_WHAT IS EXPECTED:_ Reproduce the entries word for word, and omit any picture you find in them.

_DATASET ENTRIES:_

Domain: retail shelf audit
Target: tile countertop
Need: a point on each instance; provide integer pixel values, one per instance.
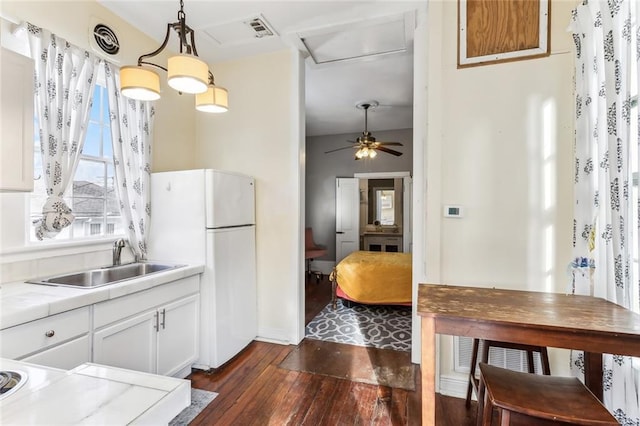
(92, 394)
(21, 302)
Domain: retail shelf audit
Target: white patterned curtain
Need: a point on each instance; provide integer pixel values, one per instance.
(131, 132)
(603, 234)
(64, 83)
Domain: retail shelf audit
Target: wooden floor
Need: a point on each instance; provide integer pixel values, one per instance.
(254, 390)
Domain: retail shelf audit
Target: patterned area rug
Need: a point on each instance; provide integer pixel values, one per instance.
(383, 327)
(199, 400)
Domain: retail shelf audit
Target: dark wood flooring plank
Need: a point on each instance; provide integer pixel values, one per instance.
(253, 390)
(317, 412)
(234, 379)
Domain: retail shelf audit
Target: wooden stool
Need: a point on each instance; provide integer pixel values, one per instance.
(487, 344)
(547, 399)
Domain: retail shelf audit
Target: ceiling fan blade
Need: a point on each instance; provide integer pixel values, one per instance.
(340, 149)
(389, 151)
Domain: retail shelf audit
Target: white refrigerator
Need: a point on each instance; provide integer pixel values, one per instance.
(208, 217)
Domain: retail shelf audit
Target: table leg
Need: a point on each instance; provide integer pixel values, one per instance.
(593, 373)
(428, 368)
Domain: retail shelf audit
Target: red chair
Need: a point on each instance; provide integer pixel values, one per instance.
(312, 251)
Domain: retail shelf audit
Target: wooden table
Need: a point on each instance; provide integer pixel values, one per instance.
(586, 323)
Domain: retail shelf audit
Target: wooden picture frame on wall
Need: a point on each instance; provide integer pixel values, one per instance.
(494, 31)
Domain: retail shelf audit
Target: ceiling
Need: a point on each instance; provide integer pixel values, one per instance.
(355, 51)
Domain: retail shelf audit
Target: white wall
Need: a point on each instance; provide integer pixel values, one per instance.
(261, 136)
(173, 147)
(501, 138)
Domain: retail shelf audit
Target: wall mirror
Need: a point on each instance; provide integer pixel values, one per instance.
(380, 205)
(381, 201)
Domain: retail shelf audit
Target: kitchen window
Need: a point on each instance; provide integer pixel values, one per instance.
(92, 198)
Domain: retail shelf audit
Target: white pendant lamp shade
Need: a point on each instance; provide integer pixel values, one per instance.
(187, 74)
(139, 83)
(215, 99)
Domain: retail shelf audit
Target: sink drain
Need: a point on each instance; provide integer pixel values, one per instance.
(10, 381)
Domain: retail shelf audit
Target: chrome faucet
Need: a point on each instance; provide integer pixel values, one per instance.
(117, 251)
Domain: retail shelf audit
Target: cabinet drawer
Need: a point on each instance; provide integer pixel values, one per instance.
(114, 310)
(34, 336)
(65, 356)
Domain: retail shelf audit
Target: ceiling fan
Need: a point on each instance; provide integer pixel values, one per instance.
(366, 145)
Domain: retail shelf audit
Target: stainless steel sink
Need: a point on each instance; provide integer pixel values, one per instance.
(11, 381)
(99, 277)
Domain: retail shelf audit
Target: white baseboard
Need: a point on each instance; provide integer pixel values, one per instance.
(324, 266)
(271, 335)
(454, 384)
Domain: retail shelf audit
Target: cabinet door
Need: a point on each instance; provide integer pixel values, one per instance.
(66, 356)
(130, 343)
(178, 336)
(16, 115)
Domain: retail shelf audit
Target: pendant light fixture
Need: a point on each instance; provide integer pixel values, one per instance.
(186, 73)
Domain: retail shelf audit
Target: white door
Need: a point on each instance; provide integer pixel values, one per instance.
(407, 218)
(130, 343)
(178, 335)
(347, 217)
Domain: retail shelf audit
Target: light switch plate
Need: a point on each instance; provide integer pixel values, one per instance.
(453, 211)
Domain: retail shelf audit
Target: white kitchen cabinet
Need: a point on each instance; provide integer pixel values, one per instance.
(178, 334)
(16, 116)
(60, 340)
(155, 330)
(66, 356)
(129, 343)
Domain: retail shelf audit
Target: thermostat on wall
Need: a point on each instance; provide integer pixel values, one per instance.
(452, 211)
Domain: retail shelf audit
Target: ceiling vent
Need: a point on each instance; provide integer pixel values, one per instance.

_THE RESPONSE:_
Domain: retail shelf audit
Target: tile countertop
Need: a point on each instance; provide integer pixel values, one per instance.
(92, 394)
(21, 302)
Domain: retail shelf audit
Target: white patterned curtain
Need: a point on each instance; provide integer pixel values, one per instance.
(131, 132)
(603, 234)
(64, 83)
Domain: retail shelf audit
Target: wooden floor
Need: a point on each instance; provide integer pixel values, one per instance.
(254, 390)
Domain: retail shelf audit
Target: patterned area rug
Need: a point on each instance; provide integer pixel values, one per instance.
(383, 327)
(199, 400)
Domain: retail shelf audit
Target: dark wood flooring plank
Need: a point on each instance; provide integer pixel values, one per instance.
(253, 390)
(317, 412)
(234, 379)
Domain: retail shelf audit
Target: wooden stool
Need: a point on each instance; provide integer pixel values, one per instance.
(487, 344)
(547, 399)
Domain: retail shelf audit
Target: ceiling fan blade
Need: a point on each instance; provide integer pixel values, one per instance.
(340, 149)
(389, 151)
Domain: retail shelf audit
Target: white refrigerator
Need: a point on each instance; provide integer pixel values, one per instance.
(208, 217)
Domain: retail shelf audit
Target: table leg
Need: a point on each instance; provide integer pixel values, one per instance.
(593, 373)
(428, 368)
Domain: retail shelf audit
Target: red chair
Need: a point on each instance; provide integer pixel values, one per instance.
(312, 251)
Domain: retail shelf audit
Target: wooden table
Need: a point on each instance; provide integer pixel values, one per instance.
(586, 323)
Domain: retail shelf audit
Target: wooden picture frame on wall
Need: a point on each instance; provide integer pixel values, one per instance.
(494, 31)
Domain: retail shelf audit
Target: ceiling
Need: a point on each instance; provide integer pixel values, one per instance.
(355, 51)
Domain: retail shelf audit
Target: white wall
Need: a point on each instance; provide integer pixel values, one per instance.
(261, 136)
(173, 147)
(501, 138)
Domain: retail shelf audit
Target: wall mirror
Need: a point on each instance; provide integer pixel values, one per instance.
(380, 205)
(381, 201)
Domain: retail shelf audit
Target: kitchen window
Need: a point on each instance; provide integer pixel values, one per instance.
(92, 198)
Domain: retail shelf audit
Target: white pendant lamp shade
Need: a point on each instance; provide integer pixel values, one per instance.
(187, 74)
(139, 83)
(215, 99)
Domain: retail shelf audit
Target: sink drain
Need: a point on each instance; provide integer pixel values, one per instance.
(10, 381)
Domain: retail shelf audit
Target: chrome faucet
Need: a point on each instance; provide integer pixel values, one per instance.
(117, 251)
Domain: retail shelf audit
Target: cabinet drawer
Need: a point on each instance; provide integer pixel values, one per instance.
(114, 310)
(34, 336)
(65, 356)
Domain: retail shelf audit
Target: ceiling fan
Need: a point on each instance; provide integer pixel values, one per instance.
(366, 145)
Domain: retail shelf audit
Target: stainless steel sink
Need: a point on each instance; provide integer pixel values, one per instance.
(11, 381)
(99, 277)
Domain: retail shelf audit
Target: white baseboard
Need: a point on each instance; provide integer pixel values, one per instance.
(324, 266)
(271, 335)
(454, 384)
Domain: retail shelf audit
Target: cabinet door
Need: a point on each instance; provide integer pixel values, one per instance.
(66, 356)
(130, 343)
(178, 336)
(16, 115)
Domain: retail shelf audit
Target: pendant light fixture
Need: a point on each instance; provide integer pixel values, one per instance.
(186, 73)
Domain: retail shelf audit
Target: white door
Need: a point on each instance; provide integer pixel values, one per instance.
(407, 218)
(130, 343)
(178, 335)
(347, 217)
Domain: retail shelf audit
Target: light switch plate
Need: a point on each instance; provide integer pixel values, one per instance.
(453, 211)
Domain: retail shelf audit
Target: white kitchen cabinet
Need: a point on each instance; provide integer pixel values, one per instance.
(178, 334)
(16, 116)
(60, 340)
(155, 330)
(66, 356)
(129, 343)
Domain: retail shelf audit
Target: thermostat on wall
Need: a point on each instance; provide integer pixel values, one per instance.
(452, 211)
Domain: retail shelf audit
Target: ceiling vent
Need: a point on each instance; provide integer pixel values, one per instance.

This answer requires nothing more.